▶ **TEXTAUSSCHNITT**
▽
Ok, dann fügen wir dem Artikel von Lukas Heinser doch etwas Hintergrund dazu...
Dahl hat die Umpa Lumpas geändert, Heinser scheint der Meinung zu sein, dass damit auch weitere Textänderungen nach Dahls Tod im Sinne des Autor sein können.
Die Änderungen an Dahls Werk wurden durch Sensitivity Reader erarbeitet. Typische Änderungen werden vorgenommen bzgl:
- Farben, sowohl in Bezug auf Haut (Ein Gesicht white of horror wird zu agog with horror) als auch in anderen Bezügen (Eine Stimme die darkly ist, wird zu einer die mysteriously ist)
△
▶ **DATENSATZ**
▽
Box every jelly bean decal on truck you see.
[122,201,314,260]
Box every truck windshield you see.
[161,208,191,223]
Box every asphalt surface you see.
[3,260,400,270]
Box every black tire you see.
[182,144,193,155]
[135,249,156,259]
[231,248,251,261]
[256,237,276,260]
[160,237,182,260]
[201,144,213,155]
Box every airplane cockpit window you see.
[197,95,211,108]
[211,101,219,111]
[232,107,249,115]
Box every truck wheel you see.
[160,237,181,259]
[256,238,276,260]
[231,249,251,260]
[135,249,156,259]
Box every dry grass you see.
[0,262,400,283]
△
▽
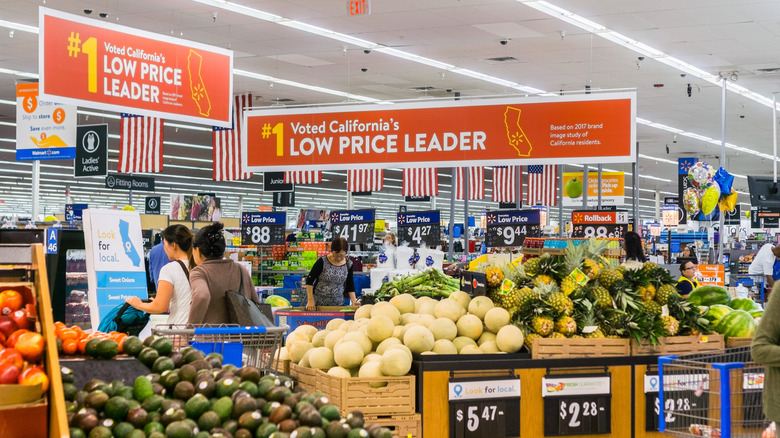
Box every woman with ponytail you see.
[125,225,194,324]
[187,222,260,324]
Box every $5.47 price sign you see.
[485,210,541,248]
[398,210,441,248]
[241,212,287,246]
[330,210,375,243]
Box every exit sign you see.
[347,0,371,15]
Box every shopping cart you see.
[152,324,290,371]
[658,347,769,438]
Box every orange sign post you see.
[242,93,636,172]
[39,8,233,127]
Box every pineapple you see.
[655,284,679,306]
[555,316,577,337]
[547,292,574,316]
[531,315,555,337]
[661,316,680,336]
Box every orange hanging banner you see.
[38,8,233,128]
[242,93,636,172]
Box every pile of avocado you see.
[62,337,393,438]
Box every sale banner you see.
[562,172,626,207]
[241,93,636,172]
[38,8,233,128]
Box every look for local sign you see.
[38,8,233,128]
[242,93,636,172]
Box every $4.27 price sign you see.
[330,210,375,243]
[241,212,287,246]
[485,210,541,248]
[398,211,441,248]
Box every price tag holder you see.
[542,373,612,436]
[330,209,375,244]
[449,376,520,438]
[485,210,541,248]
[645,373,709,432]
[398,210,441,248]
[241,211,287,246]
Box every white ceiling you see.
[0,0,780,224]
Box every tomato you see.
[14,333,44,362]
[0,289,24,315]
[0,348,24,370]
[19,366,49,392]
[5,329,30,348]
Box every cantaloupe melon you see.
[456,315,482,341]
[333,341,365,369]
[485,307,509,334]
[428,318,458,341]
△
▶ **AUFGABE**
Schreibe die Fortsetzung des Textes über die Änderungen an Dahls Werk im Anschluss an den letzten gezeigten Satz.

▶ **ANTWORT**
- Verweise zu anderen Ländern, Regionen, Ethnien werden entfernt oder geändert. Z.B. aus hopping like a dervish wird like a frog
- Sex/Gender ist natürlich ein Thema. Queer im Sinne von strange wird entfernt. Men and woman, boys and girls, mothers and fathers werden ersetzt durch äquivalente gender-neutrale Begriffe wie parents oder siblings. Maskuline Pronomen werden zum Teil ersetzt, z.B. aus the catspringer in his burrow wird the catspringer in its burrow. Manchmal wird auch aus einem männlichen Charakter ein weiblicher (Der Character Small Fox in Fantastic Mr. Fox) Biologische Geschlecht wird durch das soziale Geschlecht ersetzt, so wird bzgl. Miss Trunchbull in Mathilda most formidable female geändert in most formidable woman.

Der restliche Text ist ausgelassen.